Goal of the exercise:
All lines from the one with "Please pick out the metal porch" to the end of the listing below are to be transcribed exactly; both end lines are included, and no other lines are.

Records for this task:
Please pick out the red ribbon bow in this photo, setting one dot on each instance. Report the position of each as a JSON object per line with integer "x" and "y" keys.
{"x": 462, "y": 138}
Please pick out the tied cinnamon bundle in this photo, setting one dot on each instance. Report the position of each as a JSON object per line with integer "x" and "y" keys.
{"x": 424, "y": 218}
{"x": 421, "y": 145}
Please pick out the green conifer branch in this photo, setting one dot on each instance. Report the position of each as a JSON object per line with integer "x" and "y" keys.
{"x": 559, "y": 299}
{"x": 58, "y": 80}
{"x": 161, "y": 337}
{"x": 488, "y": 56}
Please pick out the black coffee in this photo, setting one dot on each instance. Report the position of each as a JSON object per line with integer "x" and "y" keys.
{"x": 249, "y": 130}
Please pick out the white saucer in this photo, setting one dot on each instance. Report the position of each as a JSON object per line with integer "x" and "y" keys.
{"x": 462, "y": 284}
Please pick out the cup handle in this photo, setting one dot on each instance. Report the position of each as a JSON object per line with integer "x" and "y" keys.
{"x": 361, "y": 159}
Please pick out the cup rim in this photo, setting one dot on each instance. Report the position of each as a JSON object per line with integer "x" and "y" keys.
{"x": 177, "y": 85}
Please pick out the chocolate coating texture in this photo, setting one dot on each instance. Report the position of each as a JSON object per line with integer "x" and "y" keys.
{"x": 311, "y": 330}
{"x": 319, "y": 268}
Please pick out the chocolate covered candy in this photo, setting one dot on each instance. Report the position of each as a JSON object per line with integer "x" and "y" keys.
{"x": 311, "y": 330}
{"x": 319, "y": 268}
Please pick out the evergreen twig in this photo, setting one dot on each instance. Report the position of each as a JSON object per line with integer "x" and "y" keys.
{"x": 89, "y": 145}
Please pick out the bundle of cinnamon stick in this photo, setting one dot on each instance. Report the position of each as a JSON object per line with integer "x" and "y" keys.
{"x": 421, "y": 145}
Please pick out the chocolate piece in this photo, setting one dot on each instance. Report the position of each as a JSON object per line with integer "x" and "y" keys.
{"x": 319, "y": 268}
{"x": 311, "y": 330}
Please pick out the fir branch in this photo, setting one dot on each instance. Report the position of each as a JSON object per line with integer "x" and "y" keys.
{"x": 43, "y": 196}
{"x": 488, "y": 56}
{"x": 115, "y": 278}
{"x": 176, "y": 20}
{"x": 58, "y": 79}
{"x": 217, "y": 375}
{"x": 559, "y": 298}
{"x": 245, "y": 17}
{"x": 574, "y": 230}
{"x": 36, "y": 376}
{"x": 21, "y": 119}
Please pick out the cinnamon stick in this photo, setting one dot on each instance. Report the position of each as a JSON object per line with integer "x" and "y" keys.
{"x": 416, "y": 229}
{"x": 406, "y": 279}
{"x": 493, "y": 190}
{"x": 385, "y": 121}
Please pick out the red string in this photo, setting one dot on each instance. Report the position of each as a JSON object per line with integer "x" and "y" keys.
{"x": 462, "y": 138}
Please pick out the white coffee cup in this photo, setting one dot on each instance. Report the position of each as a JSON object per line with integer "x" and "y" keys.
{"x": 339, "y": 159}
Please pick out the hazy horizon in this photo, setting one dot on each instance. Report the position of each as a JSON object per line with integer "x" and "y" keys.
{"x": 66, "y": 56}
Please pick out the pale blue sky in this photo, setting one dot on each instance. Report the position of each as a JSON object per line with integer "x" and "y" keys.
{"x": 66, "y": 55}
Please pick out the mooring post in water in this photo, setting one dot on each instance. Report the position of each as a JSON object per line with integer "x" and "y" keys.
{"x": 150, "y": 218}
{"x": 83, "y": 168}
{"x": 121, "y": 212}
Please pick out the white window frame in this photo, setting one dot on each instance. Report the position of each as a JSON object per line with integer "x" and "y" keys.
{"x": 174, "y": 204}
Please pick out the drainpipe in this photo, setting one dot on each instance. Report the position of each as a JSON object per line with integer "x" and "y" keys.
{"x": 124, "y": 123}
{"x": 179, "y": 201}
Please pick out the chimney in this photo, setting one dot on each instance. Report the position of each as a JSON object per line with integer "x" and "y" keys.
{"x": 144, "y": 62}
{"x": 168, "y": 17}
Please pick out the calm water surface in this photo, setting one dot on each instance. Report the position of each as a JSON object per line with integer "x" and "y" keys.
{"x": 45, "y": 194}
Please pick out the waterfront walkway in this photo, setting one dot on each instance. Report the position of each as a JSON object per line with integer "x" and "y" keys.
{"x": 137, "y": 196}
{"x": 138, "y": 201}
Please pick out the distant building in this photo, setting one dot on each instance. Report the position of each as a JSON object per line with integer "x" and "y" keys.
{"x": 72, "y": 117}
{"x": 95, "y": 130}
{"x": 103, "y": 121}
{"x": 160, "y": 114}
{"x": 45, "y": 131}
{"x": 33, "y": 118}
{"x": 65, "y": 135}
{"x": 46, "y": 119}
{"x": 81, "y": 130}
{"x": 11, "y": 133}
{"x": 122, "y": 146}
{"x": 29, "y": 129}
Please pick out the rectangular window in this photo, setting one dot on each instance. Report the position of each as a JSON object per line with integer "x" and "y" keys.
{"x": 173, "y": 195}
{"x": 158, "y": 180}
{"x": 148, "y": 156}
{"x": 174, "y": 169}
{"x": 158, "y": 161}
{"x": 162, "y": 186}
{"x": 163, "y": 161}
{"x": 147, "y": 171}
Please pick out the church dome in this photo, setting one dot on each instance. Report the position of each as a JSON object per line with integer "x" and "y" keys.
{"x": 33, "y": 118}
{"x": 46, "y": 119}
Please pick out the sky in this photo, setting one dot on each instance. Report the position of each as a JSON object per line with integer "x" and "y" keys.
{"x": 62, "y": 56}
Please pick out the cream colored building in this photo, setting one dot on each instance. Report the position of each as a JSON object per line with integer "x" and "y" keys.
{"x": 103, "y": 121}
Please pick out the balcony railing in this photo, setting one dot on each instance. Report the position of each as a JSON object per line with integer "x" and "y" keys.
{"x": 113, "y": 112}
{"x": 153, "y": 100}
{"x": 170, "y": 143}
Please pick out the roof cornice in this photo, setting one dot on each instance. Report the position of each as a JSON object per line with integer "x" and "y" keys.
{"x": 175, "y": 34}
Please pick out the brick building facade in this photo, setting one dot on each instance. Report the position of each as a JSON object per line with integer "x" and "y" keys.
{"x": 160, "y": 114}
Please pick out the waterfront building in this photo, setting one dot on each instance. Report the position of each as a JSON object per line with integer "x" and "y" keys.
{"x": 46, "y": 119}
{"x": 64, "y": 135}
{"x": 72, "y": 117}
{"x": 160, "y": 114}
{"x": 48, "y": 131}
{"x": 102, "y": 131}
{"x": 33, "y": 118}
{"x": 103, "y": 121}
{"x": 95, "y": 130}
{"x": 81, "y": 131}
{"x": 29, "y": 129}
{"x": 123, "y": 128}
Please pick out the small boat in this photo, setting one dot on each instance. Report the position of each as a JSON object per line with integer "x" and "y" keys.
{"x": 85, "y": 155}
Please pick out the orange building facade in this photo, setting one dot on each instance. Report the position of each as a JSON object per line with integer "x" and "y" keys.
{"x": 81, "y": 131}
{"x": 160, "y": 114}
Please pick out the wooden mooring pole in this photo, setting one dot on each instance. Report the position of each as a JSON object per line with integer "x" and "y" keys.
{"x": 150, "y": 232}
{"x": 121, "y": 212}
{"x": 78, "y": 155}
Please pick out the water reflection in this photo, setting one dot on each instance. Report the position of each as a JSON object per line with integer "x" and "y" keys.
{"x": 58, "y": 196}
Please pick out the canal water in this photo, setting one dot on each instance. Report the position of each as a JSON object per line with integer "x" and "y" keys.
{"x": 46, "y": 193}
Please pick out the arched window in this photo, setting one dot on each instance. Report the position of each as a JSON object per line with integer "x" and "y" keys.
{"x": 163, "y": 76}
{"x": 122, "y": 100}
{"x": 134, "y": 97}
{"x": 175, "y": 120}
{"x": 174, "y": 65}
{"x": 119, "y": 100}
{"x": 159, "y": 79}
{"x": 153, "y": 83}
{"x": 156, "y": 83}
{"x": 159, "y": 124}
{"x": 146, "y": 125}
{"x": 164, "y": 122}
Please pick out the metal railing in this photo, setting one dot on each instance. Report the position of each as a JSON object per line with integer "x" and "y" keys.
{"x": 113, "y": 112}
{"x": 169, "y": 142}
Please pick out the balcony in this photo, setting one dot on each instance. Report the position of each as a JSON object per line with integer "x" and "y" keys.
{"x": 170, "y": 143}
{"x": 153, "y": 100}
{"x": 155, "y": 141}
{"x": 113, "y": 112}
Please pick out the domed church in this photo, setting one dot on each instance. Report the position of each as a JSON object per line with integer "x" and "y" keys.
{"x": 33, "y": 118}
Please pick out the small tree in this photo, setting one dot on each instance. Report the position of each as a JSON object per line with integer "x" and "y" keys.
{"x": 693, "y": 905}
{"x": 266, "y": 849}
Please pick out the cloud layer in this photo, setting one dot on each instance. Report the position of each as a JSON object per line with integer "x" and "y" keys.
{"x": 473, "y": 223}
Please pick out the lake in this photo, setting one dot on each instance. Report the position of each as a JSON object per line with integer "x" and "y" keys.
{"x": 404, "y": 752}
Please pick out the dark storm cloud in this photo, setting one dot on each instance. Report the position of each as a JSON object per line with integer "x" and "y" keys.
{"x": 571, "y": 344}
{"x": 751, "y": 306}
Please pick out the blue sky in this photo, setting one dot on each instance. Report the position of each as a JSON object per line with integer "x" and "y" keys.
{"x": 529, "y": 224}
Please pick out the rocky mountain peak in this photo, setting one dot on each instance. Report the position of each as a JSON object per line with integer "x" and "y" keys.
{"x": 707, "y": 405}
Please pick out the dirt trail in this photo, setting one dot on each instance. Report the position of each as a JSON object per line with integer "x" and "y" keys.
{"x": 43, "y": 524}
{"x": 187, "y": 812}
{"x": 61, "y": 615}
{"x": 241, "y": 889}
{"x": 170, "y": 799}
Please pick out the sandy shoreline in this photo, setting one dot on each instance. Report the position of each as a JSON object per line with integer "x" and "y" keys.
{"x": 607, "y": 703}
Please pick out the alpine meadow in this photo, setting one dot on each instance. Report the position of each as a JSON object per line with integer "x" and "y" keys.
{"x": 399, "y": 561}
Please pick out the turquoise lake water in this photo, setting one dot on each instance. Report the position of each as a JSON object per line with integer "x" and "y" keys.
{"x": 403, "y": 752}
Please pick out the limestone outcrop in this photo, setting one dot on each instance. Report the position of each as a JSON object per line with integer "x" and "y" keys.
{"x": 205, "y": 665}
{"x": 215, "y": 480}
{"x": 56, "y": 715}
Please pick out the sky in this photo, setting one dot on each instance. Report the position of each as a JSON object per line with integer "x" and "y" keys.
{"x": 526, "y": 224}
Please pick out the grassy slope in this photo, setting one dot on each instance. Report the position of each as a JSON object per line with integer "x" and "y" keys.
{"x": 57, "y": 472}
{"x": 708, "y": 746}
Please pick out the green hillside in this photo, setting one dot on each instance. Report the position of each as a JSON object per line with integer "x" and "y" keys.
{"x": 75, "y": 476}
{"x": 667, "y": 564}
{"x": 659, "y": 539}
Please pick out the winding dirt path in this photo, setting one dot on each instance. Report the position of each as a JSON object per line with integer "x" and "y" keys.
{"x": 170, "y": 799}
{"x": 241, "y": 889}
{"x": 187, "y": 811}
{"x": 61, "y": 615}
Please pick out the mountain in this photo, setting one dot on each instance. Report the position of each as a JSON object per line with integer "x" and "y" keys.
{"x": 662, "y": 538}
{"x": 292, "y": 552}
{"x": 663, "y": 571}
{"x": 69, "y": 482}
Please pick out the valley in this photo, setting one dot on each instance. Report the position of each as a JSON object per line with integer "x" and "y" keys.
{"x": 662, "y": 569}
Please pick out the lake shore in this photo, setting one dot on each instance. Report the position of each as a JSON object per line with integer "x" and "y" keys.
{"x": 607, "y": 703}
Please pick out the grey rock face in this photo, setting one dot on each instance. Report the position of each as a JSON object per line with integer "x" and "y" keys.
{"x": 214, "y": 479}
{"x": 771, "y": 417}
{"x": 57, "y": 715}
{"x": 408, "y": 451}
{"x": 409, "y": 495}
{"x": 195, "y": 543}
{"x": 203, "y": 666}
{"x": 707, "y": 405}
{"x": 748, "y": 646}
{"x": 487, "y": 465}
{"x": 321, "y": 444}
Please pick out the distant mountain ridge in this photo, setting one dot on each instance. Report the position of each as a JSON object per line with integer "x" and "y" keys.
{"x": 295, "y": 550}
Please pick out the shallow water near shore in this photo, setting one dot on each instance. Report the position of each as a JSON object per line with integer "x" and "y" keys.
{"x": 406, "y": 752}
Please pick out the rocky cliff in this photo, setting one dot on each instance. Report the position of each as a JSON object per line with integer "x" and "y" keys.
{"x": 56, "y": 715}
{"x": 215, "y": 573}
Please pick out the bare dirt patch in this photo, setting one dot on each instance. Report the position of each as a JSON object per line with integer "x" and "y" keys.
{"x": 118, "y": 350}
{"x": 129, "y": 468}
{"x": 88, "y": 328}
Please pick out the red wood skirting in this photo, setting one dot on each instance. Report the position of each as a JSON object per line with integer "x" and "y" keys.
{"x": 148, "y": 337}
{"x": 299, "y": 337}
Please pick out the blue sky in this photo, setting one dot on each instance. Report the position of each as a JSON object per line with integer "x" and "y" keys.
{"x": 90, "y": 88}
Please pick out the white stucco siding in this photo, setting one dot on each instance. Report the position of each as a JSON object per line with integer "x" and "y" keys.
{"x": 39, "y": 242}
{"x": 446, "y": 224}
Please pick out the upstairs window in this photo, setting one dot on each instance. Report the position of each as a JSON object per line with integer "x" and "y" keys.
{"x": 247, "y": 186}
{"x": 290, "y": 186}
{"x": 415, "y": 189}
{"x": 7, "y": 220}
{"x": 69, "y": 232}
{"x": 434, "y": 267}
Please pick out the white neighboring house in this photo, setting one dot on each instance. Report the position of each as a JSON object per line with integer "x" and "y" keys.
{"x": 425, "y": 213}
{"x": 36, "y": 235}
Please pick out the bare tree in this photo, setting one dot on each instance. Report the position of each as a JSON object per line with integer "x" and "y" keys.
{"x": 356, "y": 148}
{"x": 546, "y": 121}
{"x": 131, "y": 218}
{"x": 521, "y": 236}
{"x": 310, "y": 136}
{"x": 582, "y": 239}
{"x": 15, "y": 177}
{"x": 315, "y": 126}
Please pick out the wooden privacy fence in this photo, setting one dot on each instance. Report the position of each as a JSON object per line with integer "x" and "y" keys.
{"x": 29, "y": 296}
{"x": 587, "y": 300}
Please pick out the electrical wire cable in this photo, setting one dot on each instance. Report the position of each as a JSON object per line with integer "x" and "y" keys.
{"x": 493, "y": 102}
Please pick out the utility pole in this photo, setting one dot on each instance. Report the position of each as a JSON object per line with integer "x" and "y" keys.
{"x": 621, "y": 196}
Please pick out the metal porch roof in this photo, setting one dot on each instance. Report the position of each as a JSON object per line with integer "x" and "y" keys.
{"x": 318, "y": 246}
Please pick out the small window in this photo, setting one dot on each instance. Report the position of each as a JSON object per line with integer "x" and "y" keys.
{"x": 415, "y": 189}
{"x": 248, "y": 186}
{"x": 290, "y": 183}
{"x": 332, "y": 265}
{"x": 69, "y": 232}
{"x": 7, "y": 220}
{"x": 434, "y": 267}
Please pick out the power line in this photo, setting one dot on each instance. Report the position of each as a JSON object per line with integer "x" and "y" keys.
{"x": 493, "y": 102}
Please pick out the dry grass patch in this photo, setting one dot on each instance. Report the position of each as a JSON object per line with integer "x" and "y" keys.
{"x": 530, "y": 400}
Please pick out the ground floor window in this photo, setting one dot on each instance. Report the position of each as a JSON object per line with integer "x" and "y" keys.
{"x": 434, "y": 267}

Result of this exercise:
Please pick out the metal porch roof in this photo, setting one dot on each instance. Report the position of each as a JSON object per line with integer "x" and "y" keys.
{"x": 318, "y": 246}
Please pick out the small window in this photo, setting one dot on each instance. Report the position of each as a JSON object per line with integer "x" and "y" keys.
{"x": 415, "y": 189}
{"x": 248, "y": 186}
{"x": 290, "y": 183}
{"x": 332, "y": 265}
{"x": 69, "y": 232}
{"x": 7, "y": 220}
{"x": 434, "y": 267}
Please pick out the power line in this photo, setting one dot on each instance. Report the position of each as a JSON object per line with integer "x" and "y" keys.
{"x": 493, "y": 102}
Please pick out the dry grass patch in this photo, setting one dot on each instance. Report the position of each as a JSON object per line with integer "x" and "y" keys.
{"x": 530, "y": 400}
Please pick out the ground floor window in this photo, setting one dot on each instance. Report the position of each as a JSON object per line with integer "x" and "y" keys.
{"x": 434, "y": 267}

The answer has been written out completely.